(Beginning of RECORDS FOR THIS EXERCISE)

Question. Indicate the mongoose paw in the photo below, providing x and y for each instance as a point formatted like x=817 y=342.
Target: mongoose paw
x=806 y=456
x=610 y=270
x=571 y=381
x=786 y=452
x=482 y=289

(End of RECORDS FOR THIS EXERCISE)
(Beginning of RECORDS FOR THIS EXERCISE)

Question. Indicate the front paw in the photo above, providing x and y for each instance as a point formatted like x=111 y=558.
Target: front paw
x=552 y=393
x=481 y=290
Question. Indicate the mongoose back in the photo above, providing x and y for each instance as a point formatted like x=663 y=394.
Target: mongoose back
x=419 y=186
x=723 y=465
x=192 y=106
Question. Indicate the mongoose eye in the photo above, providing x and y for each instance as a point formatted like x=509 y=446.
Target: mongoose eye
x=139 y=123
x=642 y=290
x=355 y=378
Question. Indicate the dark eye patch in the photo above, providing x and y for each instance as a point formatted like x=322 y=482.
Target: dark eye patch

(End of RECORDS FOR THIS EXERCISE)

• _EXERCISE_
Give the number of lines in the entries above that include the string "each". No other output is expected.

• _ANSWER TO THIS PROBLEM_
5